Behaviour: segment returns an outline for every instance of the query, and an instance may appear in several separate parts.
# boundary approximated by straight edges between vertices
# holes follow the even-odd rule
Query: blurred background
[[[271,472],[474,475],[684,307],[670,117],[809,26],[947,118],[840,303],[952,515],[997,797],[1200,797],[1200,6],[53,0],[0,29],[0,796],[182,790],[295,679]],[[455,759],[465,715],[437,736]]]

...

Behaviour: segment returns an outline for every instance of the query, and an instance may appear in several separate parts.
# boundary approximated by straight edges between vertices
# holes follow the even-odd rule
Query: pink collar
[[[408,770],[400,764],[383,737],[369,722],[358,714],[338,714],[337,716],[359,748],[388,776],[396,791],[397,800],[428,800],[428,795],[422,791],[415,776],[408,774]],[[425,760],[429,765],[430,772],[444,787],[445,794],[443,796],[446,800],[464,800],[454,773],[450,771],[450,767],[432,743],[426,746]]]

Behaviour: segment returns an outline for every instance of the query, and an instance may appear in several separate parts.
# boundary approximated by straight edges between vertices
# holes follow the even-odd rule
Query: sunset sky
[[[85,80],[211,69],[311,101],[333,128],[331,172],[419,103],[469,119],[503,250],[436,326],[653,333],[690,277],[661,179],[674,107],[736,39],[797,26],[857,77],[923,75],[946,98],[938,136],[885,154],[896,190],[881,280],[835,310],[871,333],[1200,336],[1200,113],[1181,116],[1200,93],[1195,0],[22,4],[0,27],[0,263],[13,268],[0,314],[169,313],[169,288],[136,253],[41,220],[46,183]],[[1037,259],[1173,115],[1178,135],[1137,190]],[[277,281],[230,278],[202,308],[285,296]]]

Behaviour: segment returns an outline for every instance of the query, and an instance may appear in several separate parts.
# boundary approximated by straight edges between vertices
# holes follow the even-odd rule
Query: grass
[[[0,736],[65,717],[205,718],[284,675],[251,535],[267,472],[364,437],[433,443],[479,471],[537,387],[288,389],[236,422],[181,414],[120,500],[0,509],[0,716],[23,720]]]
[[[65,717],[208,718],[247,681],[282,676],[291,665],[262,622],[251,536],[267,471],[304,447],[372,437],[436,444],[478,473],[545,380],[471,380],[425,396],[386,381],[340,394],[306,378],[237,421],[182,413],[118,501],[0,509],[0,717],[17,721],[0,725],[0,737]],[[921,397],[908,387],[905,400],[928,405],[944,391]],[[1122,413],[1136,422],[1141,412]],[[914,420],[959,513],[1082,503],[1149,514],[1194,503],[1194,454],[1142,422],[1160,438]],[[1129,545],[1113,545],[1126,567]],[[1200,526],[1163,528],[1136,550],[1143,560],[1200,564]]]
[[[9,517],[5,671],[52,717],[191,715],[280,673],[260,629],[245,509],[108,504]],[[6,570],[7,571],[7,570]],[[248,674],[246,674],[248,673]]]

...

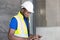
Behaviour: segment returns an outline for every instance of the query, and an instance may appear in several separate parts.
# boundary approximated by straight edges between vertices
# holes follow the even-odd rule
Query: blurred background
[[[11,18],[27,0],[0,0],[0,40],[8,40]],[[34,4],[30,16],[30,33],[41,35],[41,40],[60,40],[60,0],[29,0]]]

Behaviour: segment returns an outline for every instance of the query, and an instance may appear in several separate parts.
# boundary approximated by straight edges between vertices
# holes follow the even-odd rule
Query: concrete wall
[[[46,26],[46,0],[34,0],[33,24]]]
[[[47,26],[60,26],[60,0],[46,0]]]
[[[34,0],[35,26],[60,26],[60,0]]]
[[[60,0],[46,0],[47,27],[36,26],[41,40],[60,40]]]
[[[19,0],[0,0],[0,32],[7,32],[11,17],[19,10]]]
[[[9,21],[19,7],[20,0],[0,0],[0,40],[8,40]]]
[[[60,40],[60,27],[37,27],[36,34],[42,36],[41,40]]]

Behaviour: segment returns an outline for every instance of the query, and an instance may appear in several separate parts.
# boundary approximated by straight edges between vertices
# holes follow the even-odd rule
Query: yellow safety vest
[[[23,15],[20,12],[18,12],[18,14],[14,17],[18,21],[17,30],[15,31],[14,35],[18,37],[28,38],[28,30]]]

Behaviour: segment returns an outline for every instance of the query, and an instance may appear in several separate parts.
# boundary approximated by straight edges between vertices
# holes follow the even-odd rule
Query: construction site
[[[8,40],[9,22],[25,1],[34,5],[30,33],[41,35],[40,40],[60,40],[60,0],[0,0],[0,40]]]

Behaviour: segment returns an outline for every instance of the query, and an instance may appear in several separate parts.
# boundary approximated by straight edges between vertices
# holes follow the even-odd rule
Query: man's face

**What is expected:**
Copy exactly the stretch of data above from the line with "Query: construction site" through the line with "Query: man's face", and omit all other lines.

**Problem solution:**
Query: construction site
[[[8,40],[9,22],[25,1],[34,5],[30,33],[41,35],[40,40],[60,40],[60,0],[0,0],[0,40]]]

Behaviour: segment returns an outline for every instance of the query, and an instance may appear in several separate parts.
# boundary approximated by straight edges between vertices
# holes follow the even-odd rule
Query: man's face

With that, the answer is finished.